— What you should do —
Counting every line in the entries below where the word "soccer" occurs, report how many there are. Give only that number.

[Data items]

::::::::::

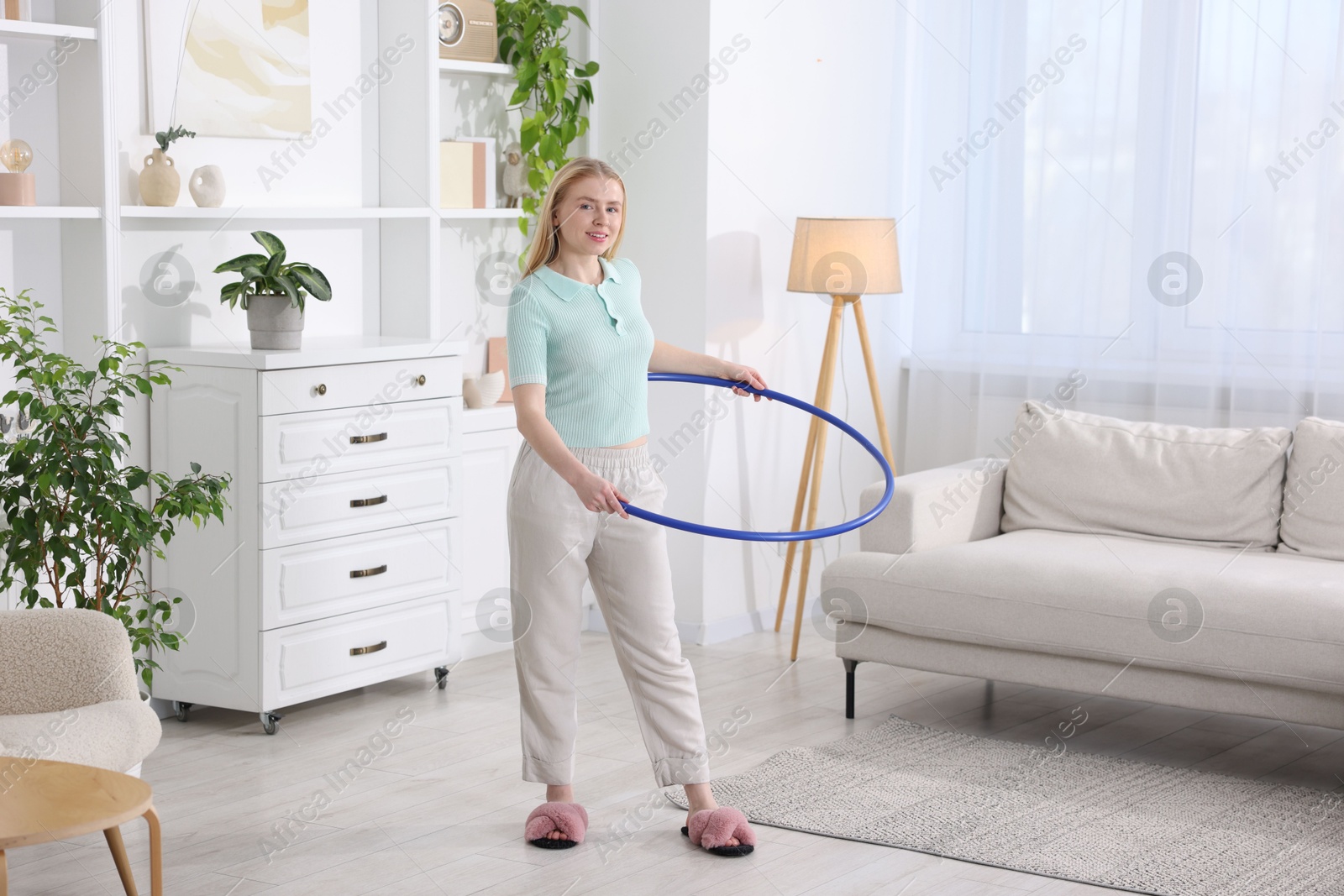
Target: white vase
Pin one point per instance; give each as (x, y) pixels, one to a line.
(207, 186)
(470, 392)
(491, 385)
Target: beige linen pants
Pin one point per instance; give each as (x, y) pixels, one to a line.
(555, 543)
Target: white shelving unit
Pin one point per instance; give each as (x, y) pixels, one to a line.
(279, 212)
(457, 66)
(84, 248)
(46, 29)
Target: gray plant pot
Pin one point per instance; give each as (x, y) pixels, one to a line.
(273, 322)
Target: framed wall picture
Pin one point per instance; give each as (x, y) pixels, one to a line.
(228, 69)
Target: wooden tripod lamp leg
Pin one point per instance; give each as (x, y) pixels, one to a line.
(828, 358)
(824, 403)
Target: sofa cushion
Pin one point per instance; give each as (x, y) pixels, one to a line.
(1314, 492)
(113, 735)
(1258, 617)
(1073, 472)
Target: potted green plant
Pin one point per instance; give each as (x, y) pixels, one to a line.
(76, 533)
(551, 87)
(272, 291)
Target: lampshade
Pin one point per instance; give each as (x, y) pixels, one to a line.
(844, 257)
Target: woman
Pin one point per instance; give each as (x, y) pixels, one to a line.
(580, 352)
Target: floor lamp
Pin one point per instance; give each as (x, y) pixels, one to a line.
(844, 258)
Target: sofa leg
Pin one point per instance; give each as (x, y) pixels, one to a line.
(848, 687)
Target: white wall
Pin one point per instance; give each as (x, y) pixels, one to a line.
(795, 118)
(800, 127)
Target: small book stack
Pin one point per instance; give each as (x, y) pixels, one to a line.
(467, 174)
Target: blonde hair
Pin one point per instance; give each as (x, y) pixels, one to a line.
(546, 244)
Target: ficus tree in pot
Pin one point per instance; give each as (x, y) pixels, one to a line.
(551, 87)
(76, 533)
(272, 291)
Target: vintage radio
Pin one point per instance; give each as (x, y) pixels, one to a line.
(467, 31)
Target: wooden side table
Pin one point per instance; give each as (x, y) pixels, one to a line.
(49, 801)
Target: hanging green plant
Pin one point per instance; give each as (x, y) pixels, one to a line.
(551, 87)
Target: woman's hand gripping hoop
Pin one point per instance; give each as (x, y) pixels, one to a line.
(773, 537)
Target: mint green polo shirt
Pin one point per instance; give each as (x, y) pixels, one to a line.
(591, 347)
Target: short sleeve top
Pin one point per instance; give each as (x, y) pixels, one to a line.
(591, 347)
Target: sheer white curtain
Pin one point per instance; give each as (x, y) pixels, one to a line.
(1132, 206)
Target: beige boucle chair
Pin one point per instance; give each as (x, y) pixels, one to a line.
(67, 691)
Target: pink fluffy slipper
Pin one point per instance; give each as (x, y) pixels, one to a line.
(568, 819)
(711, 828)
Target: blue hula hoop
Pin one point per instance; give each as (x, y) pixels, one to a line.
(772, 537)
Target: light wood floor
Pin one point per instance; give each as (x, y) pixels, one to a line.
(441, 809)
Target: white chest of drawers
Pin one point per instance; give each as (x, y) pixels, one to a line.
(339, 560)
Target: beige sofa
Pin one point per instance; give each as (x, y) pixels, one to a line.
(1156, 563)
(71, 694)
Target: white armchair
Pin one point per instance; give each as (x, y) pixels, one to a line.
(67, 692)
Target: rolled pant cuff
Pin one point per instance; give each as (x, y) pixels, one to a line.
(682, 770)
(549, 773)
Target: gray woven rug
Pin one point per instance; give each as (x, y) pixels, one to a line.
(1097, 820)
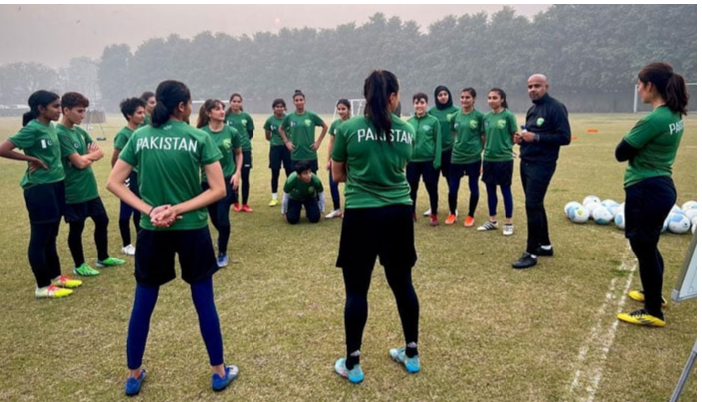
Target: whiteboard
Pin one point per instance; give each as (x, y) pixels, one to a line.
(686, 288)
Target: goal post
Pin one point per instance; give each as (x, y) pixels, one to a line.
(691, 89)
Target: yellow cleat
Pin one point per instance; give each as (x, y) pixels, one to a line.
(52, 292)
(639, 296)
(641, 317)
(65, 281)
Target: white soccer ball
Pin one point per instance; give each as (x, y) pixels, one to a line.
(591, 207)
(619, 220)
(578, 214)
(602, 216)
(589, 199)
(691, 213)
(678, 224)
(689, 205)
(570, 205)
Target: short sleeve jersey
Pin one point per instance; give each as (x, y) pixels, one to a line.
(498, 129)
(243, 123)
(40, 141)
(121, 139)
(272, 124)
(427, 144)
(376, 175)
(170, 158)
(80, 183)
(657, 137)
(443, 116)
(298, 190)
(468, 131)
(226, 140)
(299, 128)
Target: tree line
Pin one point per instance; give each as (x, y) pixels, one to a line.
(591, 54)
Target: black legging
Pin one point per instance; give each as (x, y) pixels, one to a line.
(245, 184)
(43, 257)
(75, 239)
(357, 281)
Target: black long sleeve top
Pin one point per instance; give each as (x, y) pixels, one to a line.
(548, 119)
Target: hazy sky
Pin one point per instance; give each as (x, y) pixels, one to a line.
(53, 34)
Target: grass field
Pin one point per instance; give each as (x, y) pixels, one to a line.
(487, 332)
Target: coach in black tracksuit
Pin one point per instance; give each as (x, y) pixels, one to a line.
(547, 129)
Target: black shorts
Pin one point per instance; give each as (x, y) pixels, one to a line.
(46, 203)
(446, 163)
(80, 211)
(648, 203)
(498, 173)
(369, 233)
(278, 156)
(313, 165)
(156, 250)
(466, 169)
(247, 160)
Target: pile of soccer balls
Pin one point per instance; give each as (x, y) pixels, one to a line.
(679, 220)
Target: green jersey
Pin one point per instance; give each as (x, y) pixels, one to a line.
(80, 183)
(427, 143)
(376, 176)
(243, 123)
(468, 131)
(227, 140)
(299, 128)
(122, 138)
(298, 190)
(146, 122)
(657, 137)
(170, 158)
(443, 116)
(273, 124)
(498, 129)
(40, 141)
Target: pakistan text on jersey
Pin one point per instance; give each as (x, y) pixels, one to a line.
(167, 144)
(366, 134)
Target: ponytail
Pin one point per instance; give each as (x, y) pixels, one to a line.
(202, 118)
(169, 95)
(669, 84)
(377, 89)
(38, 98)
(503, 95)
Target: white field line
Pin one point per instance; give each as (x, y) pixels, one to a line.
(593, 353)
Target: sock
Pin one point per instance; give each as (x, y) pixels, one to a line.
(411, 350)
(353, 359)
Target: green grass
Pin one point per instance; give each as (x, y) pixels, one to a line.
(487, 332)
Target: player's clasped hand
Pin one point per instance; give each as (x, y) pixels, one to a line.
(163, 216)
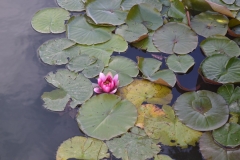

::::::::::

— Exercise answer —
2